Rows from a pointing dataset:
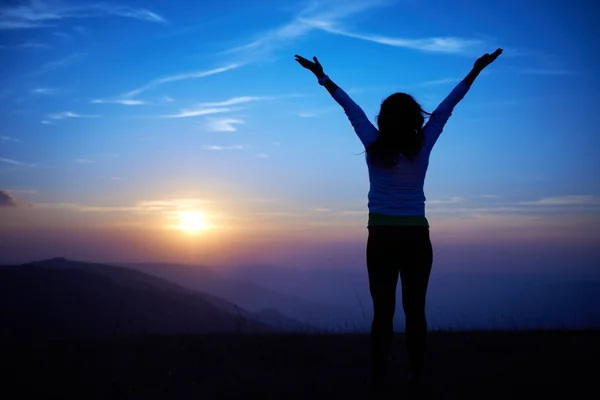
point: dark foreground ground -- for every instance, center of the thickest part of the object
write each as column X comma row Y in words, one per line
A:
column 473, row 365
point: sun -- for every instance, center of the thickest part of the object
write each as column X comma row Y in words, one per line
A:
column 191, row 221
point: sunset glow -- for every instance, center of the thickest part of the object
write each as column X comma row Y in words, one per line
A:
column 192, row 221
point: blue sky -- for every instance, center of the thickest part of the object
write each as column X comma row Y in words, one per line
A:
column 117, row 115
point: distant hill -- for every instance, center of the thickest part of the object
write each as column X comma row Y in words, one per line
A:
column 59, row 297
column 248, row 295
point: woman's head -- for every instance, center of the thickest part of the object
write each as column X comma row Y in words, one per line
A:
column 400, row 122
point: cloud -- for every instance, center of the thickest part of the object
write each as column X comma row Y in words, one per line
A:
column 438, row 82
column 447, row 200
column 9, row 139
column 69, row 114
column 232, row 101
column 224, row 125
column 38, row 14
column 144, row 207
column 308, row 115
column 126, row 102
column 26, row 191
column 186, row 113
column 6, row 200
column 63, row 36
column 42, row 91
column 234, row 147
column 25, row 46
column 572, row 200
column 552, row 72
column 451, row 45
column 81, row 30
column 267, row 42
column 331, row 17
column 58, row 64
column 15, row 162
column 180, row 77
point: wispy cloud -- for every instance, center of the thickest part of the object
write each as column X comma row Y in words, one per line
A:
column 39, row 14
column 6, row 200
column 308, row 114
column 23, row 191
column 69, row 114
column 541, row 71
column 433, row 45
column 126, row 102
column 58, row 64
column 82, row 30
column 224, row 124
column 196, row 112
column 143, row 207
column 45, row 91
column 332, row 17
column 15, row 162
column 436, row 82
column 447, row 200
column 83, row 161
column 25, row 46
column 571, row 200
column 9, row 139
column 180, row 77
column 214, row 147
column 232, row 101
column 63, row 36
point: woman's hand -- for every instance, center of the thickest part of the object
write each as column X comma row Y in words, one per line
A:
column 315, row 67
column 486, row 60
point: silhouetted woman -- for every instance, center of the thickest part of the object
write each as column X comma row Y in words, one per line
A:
column 397, row 155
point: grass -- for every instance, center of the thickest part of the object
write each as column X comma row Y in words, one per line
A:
column 482, row 365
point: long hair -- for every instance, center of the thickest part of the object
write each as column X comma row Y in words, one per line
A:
column 400, row 122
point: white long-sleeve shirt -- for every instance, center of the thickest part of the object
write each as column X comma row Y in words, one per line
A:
column 398, row 191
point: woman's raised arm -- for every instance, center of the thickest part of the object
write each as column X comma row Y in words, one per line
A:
column 366, row 132
column 442, row 113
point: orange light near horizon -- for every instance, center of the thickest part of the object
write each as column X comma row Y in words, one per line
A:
column 192, row 222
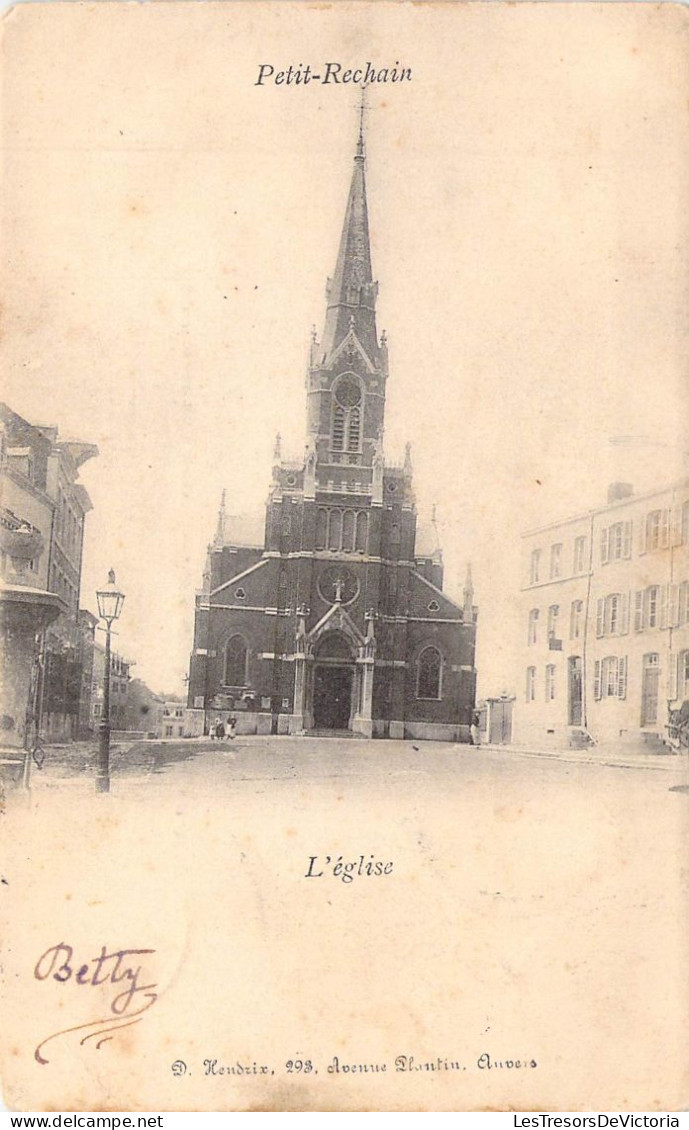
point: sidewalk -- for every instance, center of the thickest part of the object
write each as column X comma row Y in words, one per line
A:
column 615, row 756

> _PROBLEM TO WORK ON_: Could you copy every line of the records above word for word, without the pictures?

> _EXPECTED OUTPUT_:
point: dark foreground ground -- for every instance, center of the thickest part of the object
write each as column X comma row Y in words, one per line
A:
column 473, row 365
point: sun -- for every instance, center of the thickest part of the object
write each as column X comma row Y in words, one per line
A:
column 191, row 221
point: sunset glow -- for every instance, center of the thickest part of the object
write each as column X comma row Y in words, one per line
A:
column 192, row 221
point: blue sky -- for every instance, center of the thickest part of the object
write each as column X comma row Y in words, one per line
A:
column 117, row 115
point: distant hill -- for every instance, center of the thickest part of the object
write each as column X comma row Y in words, one per line
A:
column 59, row 297
column 248, row 295
point: woman's head -- for every instance, center of the thickest part of the object
write each as column X comma row Y in words, one per line
A:
column 400, row 122
point: cloud -- for every instance, center of the thickest part of the object
write each as column X comma row Y in words, one per line
A:
column 438, row 82
column 447, row 200
column 9, row 139
column 69, row 114
column 232, row 101
column 224, row 125
column 38, row 14
column 144, row 207
column 308, row 115
column 126, row 102
column 26, row 191
column 186, row 113
column 6, row 200
column 63, row 36
column 42, row 91
column 234, row 147
column 25, row 46
column 572, row 200
column 552, row 72
column 451, row 45
column 81, row 30
column 267, row 42
column 331, row 17
column 58, row 64
column 15, row 162
column 180, row 77
point: wispy cloud -- for every instance, center of the thickest part of the object
write each as column X comma row Y in words, one per line
A:
column 39, row 14
column 6, row 200
column 308, row 114
column 23, row 191
column 69, row 114
column 541, row 71
column 433, row 45
column 126, row 102
column 58, row 64
column 82, row 30
column 224, row 124
column 196, row 112
column 143, row 207
column 45, row 91
column 332, row 17
column 15, row 162
column 436, row 82
column 447, row 200
column 83, row 161
column 25, row 46
column 571, row 200
column 9, row 139
column 180, row 77
column 214, row 147
column 232, row 101
column 63, row 36
point: woman's hand -- for every instance, center of the thickest part of the object
write each as column X comma row Y in words, one per line
A:
column 315, row 67
column 486, row 60
point: silhouetted woman -- for every instance, center of the thickest part of the object
write each as column X comma row Y in words, one per line
A:
column 397, row 155
point: grass -- for every instance, center of the thickest part of the object
write each as column X comma row Y in words, one per line
A:
column 482, row 365
point: long hair -- for every instance, center of the thickest part of the object
write each as column X comma row Y in words, one per line
A:
column 400, row 122
point: white long-sleeve shirt -- for every instance, center of the thickest part of the object
write each as column X comma row Y in words, one per line
A:
column 398, row 191
point: woman's raised arm -- for every instance, center of the thickest part of the object
write each as column X comma row Y in words, one per line
A:
column 366, row 132
column 442, row 113
point: orange light near horizon -- for every instance, center of the thickest part of the object
write each as column X comma row Y in words, one per line
A:
column 192, row 222
point: sidewalk -- for every instance, center of the thickest part of the object
write each as column X comma row Y in words, one per line
A:
column 615, row 756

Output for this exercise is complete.